§ CHALLENGE:
Can you print every record below exactly as written?

(Point labeling examples)

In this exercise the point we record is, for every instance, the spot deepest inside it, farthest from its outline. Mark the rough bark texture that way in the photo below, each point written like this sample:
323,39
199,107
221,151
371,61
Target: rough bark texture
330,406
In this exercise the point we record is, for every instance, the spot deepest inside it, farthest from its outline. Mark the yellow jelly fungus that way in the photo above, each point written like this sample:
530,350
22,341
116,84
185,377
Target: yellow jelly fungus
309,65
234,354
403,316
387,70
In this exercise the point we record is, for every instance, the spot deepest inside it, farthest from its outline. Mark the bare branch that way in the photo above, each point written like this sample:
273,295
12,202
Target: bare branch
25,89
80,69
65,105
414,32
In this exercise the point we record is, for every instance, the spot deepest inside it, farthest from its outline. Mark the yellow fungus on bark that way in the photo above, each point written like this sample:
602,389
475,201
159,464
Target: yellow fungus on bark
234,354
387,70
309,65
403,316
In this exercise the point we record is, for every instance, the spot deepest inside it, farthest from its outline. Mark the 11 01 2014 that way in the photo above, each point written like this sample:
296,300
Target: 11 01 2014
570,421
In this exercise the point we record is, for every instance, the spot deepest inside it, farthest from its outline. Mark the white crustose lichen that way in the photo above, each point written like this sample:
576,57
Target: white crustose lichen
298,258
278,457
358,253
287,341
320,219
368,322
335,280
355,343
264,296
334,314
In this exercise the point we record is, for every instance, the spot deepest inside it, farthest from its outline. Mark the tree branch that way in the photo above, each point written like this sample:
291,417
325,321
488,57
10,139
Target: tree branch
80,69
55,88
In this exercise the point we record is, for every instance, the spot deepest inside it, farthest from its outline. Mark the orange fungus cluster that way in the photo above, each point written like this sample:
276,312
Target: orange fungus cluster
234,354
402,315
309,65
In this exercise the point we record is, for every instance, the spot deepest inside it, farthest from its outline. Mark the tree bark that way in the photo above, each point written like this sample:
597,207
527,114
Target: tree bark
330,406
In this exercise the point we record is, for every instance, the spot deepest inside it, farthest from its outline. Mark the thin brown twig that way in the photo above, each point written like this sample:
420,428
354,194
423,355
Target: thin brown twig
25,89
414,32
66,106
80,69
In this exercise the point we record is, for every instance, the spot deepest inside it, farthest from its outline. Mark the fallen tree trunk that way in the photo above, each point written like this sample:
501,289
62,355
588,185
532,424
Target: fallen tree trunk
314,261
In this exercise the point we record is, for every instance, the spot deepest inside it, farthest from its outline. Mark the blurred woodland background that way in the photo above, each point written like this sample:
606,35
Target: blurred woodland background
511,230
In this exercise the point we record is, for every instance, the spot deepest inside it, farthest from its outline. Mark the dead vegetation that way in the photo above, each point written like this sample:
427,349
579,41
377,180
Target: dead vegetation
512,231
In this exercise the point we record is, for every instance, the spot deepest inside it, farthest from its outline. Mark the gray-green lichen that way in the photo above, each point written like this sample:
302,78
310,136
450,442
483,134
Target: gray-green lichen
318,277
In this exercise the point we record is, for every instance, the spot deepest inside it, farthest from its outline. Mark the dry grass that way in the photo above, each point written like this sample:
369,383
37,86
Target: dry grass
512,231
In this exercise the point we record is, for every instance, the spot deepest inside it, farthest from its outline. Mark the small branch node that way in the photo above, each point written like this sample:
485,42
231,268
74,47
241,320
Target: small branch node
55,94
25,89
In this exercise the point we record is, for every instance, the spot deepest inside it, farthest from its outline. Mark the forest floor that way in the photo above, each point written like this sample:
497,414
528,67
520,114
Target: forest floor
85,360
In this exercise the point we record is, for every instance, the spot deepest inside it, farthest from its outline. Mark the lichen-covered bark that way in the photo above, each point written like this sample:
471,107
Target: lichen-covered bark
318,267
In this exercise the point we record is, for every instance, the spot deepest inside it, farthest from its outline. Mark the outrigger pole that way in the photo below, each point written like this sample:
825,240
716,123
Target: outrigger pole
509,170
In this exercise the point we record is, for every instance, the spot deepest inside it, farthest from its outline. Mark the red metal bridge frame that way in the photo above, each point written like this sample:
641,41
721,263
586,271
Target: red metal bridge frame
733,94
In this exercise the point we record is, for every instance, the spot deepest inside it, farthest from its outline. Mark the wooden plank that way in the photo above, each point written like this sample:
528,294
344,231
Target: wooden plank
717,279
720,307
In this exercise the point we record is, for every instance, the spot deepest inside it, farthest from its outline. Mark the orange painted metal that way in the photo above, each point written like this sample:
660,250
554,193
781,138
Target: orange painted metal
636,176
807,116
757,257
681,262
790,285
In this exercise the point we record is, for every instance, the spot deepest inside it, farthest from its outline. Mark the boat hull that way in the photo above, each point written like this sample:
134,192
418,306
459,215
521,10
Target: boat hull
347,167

§ RESULT:
In this exercise the point we record is, for every instance, the spot deepest inside it, farthest from its outline. Mark the rough bark texture that way in the photo below, each point written like this sample:
323,39
199,107
221,151
371,61
Target: rough bark texture
330,406
In this exercise the point we record is, for every instance, the spot deepest inside it, farthest from its outline. Mark the yellow jelly fungus that way in the photo above, each point written like this sample:
530,350
22,341
116,84
185,377
Target: yellow jelly fungus
309,65
234,354
403,316
387,70
In this exercise the point we record is, for every instance, the spot deepest inside it, farthest from its outline. Mark the bare branch that way in the photo above, each point written like this sample:
273,295
12,202
Target: bare branch
25,89
80,69
65,105
414,32
In this exercise the point we record is, for every instance, the spot deepest inside it, farthest from its outline. Mark the yellow fungus on bark that way in the photo above, each point written like this sample:
602,389
475,201
159,464
Target: yellow fungus on bark
234,354
387,70
309,65
403,316
In this exercise the point we record is, for every instance, the spot deepest inside it, farthest from its outline. Mark the 11 01 2014 that way in the photo above, each point written like this sample:
296,300
Target: 11 01 2014
570,421
In this exercise the point we record is, for every instance, the spot deepest inside it, farthest from its outline. Mark the white crustose lichen that way in the photo above, each point written like this sample:
576,57
Target: white crustose lichen
298,258
278,457
358,253
287,341
320,219
368,322
335,280
355,343
264,296
334,314
In this exercise the point we record is, for every instance, the spot deepest inside it, farthest from its outline. Mark the tree branch that way in the photo above, each point written like this sample:
291,417
325,321
488,57
10,139
Target: tree branch
80,69
55,88
In this exercise the point we record is, for every instance, the spot deepest inside it, farthest from its outline. Mark the orange fungus cluster that way in the photo above, each point written like this sample:
276,312
Target: orange fungus cluster
234,354
402,315
309,65
In this exercise the point we record is, for every instance, the spot deepest inside it, farthest from its outline. Mark the tree bark that way in the photo above, each point written like this sample:
597,207
527,114
Target: tree bark
330,406
In this exercise the point we record is, for every instance, the spot deepest inside it, farthest from its outline. Mark the thin brown twig that way in the photo above, each point written like this sample:
420,428
354,194
423,355
Target: thin brown twig
25,89
414,32
66,106
80,69
In this exercise the point we record is, for every instance, the spot deepest inside it, farthest from its outline. Mark the fallen tree trunk that way in the photo above, each point written like this sample:
501,289
62,355
588,185
532,424
Target: fallen tree trunk
314,261
In this exercise the point we record is, for every instance, the spot deepest inside it, farthest from its outline. Mark the blurred woodland background that way in the photo above, each point written like this sample:
606,35
Target: blurred woodland background
511,230
In this exercise the point we record is, for every instance, the spot deepest inside it, farthest from its outline. Mark the dead vegetation that way in the photo above, each point written like this sample:
427,349
579,41
377,180
Target: dead vegetation
512,231
In this exercise the point we record is, for every instance, the spot deepest inside it, farthest from its outline. Mark the gray-green lichen that way in the photo above, each point written like this sample:
302,78
310,136
450,442
483,134
Target: gray-green lichen
318,277
In this exercise the point we record is, for every instance, the spot deepest inside it, farthest from its outline. Mark the dry grass that way in the photo above, each point written like this sample:
369,383
37,86
Target: dry grass
512,231
In this exercise the point we record is, for every instance, the spot deepest inside it, farthest from its outline. Mark the small branch node that way in the photo above, each point written like this sample:
485,42
231,268
74,47
241,320
Target: small branch node
55,94
25,89
In this exercise the point we record is, for every instance, the spot deepest inside it, farthest from its outline. Mark the forest floor that way in the photo above, each point written like this sample:
497,414
528,67
520,114
Target: forest floor
85,360
In this exercise the point we record is, for every instance, the spot deepest inside it, farthest from its outline. Mark the lichen-covered bark that way in the photo above, each point written like this sample:
471,107
Target: lichen-covered bark
318,267
In this exercise the point we record is, for every instance, the spot deepest inside it, farthest from its outline. Mark the outrigger pole that way in the photo below, each point written like this sample:
825,240
716,123
Target: outrigger pole
509,170
In this exercise the point we record is, for every instance, the spot deepest inside it, farthest from its outline. Mark the red metal bridge frame that way in the photo above, each point written like this sample:
641,41
721,263
586,271
Target: red metal bridge frame
733,94
In this exercise the point we record is, for every instance, the spot deepest inside it, farthest from its outline. Mark the wooden plank that way in the photo above, each point written like this sample:
528,294
344,231
Target: wooden plank
717,279
720,307
In this exercise the point we record is, for every instance, the spot deepest inside it, farthest from its outline. Mark the orange painted metal that way in the photo above, each point written like this sample:
660,250
554,193
781,138
Target: orange painted metal
636,176
807,116
757,257
681,262
790,285
In this exercise the point we record is, for every instance, the spot deepest inside it, farthest from its outline. Mark the boat hull that way in the photo above, each point written like this sample:
134,192
418,306
459,215
521,10
Target: boat hull
347,167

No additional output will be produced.